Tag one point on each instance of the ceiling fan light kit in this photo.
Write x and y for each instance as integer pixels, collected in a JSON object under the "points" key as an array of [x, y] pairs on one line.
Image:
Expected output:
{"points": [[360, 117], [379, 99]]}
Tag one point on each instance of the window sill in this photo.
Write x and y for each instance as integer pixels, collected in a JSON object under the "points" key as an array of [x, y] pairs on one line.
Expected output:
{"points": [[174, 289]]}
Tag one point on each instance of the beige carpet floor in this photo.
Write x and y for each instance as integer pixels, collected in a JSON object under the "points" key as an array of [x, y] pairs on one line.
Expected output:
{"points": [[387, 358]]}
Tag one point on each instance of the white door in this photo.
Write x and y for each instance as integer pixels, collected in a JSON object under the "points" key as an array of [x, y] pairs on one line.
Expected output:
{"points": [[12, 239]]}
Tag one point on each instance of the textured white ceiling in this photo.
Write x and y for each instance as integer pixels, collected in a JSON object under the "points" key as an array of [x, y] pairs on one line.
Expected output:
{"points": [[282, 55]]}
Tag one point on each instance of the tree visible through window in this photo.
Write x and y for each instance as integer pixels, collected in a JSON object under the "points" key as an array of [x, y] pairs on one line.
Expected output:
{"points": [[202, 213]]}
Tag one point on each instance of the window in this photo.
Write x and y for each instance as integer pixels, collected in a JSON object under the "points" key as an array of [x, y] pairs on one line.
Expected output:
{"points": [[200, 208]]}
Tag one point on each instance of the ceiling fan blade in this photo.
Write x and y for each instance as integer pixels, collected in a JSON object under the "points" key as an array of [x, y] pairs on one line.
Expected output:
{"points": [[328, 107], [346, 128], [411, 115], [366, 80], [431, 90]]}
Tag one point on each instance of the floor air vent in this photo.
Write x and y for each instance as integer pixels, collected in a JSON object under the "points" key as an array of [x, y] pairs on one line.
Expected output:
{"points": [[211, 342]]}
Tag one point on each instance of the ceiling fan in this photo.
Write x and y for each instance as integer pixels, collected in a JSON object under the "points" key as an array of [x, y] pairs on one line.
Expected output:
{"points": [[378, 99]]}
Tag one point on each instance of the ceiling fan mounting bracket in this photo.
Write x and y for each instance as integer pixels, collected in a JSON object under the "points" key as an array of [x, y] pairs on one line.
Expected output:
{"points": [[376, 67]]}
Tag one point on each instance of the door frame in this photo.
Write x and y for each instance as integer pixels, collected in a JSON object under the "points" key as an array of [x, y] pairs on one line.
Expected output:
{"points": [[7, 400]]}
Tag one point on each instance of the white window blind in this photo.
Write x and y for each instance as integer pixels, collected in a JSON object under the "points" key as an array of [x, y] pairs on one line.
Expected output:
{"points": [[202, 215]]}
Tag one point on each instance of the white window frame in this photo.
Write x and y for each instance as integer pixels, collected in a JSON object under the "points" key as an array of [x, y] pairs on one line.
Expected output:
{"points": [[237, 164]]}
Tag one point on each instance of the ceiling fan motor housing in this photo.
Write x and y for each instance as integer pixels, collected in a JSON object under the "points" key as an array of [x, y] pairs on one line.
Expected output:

-=-=-

■ **Set exercise**: Quote only the lines from the line containing "Tag one point on each instance of the white window frame" through the end of the entries, keeping the first and the last.

■ **Response below**:
Tag one point on each instance of the white window frame in this photo.
Write x and y for each instance as integer pixels, collected in a JSON object under the "points" key as an array of [x, y] pairs on one line.
Expected output:
{"points": [[237, 164]]}
Tag one point on each instance of the ceiling fan motor housing in this photo.
Write x and y for each instance as integer pixels, collected in a JSON object under the "points" key as an array of [x, y] pairs on one line.
Expected output:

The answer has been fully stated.